# Start of TASK DATA

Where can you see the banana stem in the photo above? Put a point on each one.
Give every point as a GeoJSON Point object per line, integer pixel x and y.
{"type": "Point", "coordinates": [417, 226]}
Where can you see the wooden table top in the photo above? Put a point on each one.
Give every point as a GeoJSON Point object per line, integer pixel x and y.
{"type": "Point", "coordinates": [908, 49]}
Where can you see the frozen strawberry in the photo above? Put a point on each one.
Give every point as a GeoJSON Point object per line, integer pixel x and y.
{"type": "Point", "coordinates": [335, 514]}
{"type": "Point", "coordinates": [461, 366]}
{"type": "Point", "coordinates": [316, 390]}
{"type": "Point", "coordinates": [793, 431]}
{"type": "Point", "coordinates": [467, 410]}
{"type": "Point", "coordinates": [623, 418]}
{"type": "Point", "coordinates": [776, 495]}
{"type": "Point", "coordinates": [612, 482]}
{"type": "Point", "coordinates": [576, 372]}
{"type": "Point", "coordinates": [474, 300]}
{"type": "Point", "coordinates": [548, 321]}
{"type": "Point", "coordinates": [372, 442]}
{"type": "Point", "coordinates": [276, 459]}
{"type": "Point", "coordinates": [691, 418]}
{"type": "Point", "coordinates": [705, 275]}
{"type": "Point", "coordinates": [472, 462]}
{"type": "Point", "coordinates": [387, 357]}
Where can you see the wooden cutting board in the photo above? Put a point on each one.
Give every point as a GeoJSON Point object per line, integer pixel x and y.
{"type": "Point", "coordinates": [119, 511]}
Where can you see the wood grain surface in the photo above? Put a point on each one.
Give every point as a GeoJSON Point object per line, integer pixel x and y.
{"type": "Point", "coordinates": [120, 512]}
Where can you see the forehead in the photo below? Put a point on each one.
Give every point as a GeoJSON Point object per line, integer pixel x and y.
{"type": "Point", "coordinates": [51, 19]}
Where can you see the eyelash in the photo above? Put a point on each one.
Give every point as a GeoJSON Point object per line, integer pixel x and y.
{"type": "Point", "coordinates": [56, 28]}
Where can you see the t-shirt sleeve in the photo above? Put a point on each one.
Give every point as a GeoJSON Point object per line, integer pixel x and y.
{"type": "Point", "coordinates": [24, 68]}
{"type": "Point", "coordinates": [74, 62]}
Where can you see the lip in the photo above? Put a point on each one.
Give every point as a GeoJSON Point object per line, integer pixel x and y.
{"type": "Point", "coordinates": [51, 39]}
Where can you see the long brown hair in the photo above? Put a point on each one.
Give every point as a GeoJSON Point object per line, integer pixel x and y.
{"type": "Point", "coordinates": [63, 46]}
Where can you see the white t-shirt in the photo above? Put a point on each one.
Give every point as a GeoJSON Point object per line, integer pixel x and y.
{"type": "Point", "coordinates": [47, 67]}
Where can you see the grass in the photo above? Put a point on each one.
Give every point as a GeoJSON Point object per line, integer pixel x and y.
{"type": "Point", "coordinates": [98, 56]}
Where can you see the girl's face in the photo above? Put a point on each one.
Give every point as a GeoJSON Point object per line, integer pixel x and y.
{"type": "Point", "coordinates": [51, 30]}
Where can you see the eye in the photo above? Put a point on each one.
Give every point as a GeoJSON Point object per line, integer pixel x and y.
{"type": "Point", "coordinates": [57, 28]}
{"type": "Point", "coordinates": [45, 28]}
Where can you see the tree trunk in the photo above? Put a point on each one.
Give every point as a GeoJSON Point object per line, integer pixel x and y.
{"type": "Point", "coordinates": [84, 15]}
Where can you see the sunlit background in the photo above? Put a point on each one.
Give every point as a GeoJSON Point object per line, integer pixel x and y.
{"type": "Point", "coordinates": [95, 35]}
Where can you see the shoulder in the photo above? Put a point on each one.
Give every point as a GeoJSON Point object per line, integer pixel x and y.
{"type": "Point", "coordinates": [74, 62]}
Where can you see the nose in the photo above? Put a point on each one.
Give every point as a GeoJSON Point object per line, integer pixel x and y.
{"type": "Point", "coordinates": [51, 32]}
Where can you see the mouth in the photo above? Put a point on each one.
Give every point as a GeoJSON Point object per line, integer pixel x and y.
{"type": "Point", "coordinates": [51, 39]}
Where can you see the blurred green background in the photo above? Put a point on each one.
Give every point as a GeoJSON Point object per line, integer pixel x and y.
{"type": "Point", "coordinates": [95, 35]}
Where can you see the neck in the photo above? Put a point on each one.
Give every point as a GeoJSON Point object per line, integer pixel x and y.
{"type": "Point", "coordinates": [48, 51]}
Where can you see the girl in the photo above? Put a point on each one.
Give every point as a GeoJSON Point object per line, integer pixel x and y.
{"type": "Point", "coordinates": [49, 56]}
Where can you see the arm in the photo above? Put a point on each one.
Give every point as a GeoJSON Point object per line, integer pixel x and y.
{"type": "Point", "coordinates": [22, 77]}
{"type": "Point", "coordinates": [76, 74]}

# End of TASK DATA

**TASK REQUIREMENTS:** Repeat the listing in full, keeping every line exactly as it is.

**CORRECT RESPONSE:**
Where can you see the banana stem in the photo above? Put a point on each one.
Give every point as a GeoJSON Point object per line, integer pixel x and y.
{"type": "Point", "coordinates": [417, 226]}
Where can you see the wooden table top in the photo above? Put a point on each one.
Give every point as a GeoJSON Point object per line, integer pixel x and y.
{"type": "Point", "coordinates": [908, 49]}
Where can you see the frozen strawberry in the photo above? Put a point on each one.
Give every point as a GeoJSON Point object per line, integer pixel x and y.
{"type": "Point", "coordinates": [335, 514]}
{"type": "Point", "coordinates": [461, 366]}
{"type": "Point", "coordinates": [316, 390]}
{"type": "Point", "coordinates": [793, 431]}
{"type": "Point", "coordinates": [467, 410]}
{"type": "Point", "coordinates": [623, 418]}
{"type": "Point", "coordinates": [776, 495]}
{"type": "Point", "coordinates": [612, 482]}
{"type": "Point", "coordinates": [576, 372]}
{"type": "Point", "coordinates": [474, 300]}
{"type": "Point", "coordinates": [548, 321]}
{"type": "Point", "coordinates": [372, 442]}
{"type": "Point", "coordinates": [276, 459]}
{"type": "Point", "coordinates": [691, 418]}
{"type": "Point", "coordinates": [705, 275]}
{"type": "Point", "coordinates": [472, 462]}
{"type": "Point", "coordinates": [387, 357]}
Where can you see the wooden cutting board in the photo above? Put a point on each one.
Give every point as a GeoJSON Point object per line, integer pixel x and y.
{"type": "Point", "coordinates": [119, 511]}
Where can you see the wood grain surface in the photo above? Put a point on each one.
Give every point as a GeoJSON Point object per line, integer pixel x and y.
{"type": "Point", "coordinates": [120, 512]}
Where can you see the forehead in the photo below? Put a point on each one.
Give every point as a GeoJSON Point object per line, integer pixel x and y.
{"type": "Point", "coordinates": [51, 19]}
Where can you see the eyelash in the photo above? Put a point on each one.
Give every point as a GeoJSON Point object per line, integer pixel x and y.
{"type": "Point", "coordinates": [56, 28]}
Where can you see the t-shirt sleeve in the photo above? Put a point on each one.
Give every point as a GeoJSON Point object per line, integer pixel x and y.
{"type": "Point", "coordinates": [24, 68]}
{"type": "Point", "coordinates": [74, 62]}
Where can you see the lip in the photo above? Put a point on each one.
Give every point as a GeoJSON Point object per line, integer pixel x and y.
{"type": "Point", "coordinates": [51, 39]}
Where can you see the long brown hair in the photo above? Put a point on each one.
Give every point as a GeoJSON Point object per line, integer pixel x and y.
{"type": "Point", "coordinates": [63, 46]}
Where can you see the white t-shirt in the photo above? Put a point on each one.
Give every point as a GeoJSON Point object per line, integer pixel x and y.
{"type": "Point", "coordinates": [47, 67]}
Where can you see the grass in the photo above? Put a point on each one.
Give every point as a GeoJSON Point object per line, integer pixel x and y.
{"type": "Point", "coordinates": [98, 56]}
Where can you see the girl's face in the photo above? Put a point on each one.
Give every point as a GeoJSON Point object per line, integer pixel x and y.
{"type": "Point", "coordinates": [51, 30]}
Where can you see the eye in the photo above? Put a point on each one.
Give every point as a GeoJSON Point object per line, integer pixel x and y.
{"type": "Point", "coordinates": [57, 28]}
{"type": "Point", "coordinates": [45, 28]}
Where can you see the tree trunk in the photo above? Put a point on each one.
Give every point as a GeoJSON Point object per line, integer pixel x and y.
{"type": "Point", "coordinates": [84, 15]}
Where can you see the sunlit background in the photo above? Put a point on each one.
Give every point as a GeoJSON Point object per line, integer pixel x and y.
{"type": "Point", "coordinates": [95, 35]}
Where can you see the shoulder in the photo above? Put a point on each one.
Give every point as a GeoJSON Point object per line, integer pixel x and y.
{"type": "Point", "coordinates": [74, 62]}
Where can you see the nose in the photo above? Put a point on each one.
Give every point as a GeoJSON Point object per line, integer pixel x and y.
{"type": "Point", "coordinates": [51, 32]}
Where can you see the mouth in the photo above? Put a point on each one.
Give every point as a GeoJSON Point object per line, integer pixel x and y.
{"type": "Point", "coordinates": [51, 39]}
Where can you see the blurred green background in the photo above? Put a point on each one.
Give every point as a GeoJSON Point object per line, integer pixel x and y.
{"type": "Point", "coordinates": [95, 35]}
Where can you see the neck in the photo above? Put a point on each one.
Give every point as a GeoJSON Point object per line, integer pixel x and y.
{"type": "Point", "coordinates": [48, 51]}
Where can you see the girl in the photo above? Put a point on each one.
Give every point as a GeoJSON Point object per line, integer pixel x and y.
{"type": "Point", "coordinates": [49, 56]}
Where can you see the arm in the photo above? Put a point on each one.
Give every point as a GeoJSON Point object per line, integer pixel x and y.
{"type": "Point", "coordinates": [22, 77]}
{"type": "Point", "coordinates": [76, 74]}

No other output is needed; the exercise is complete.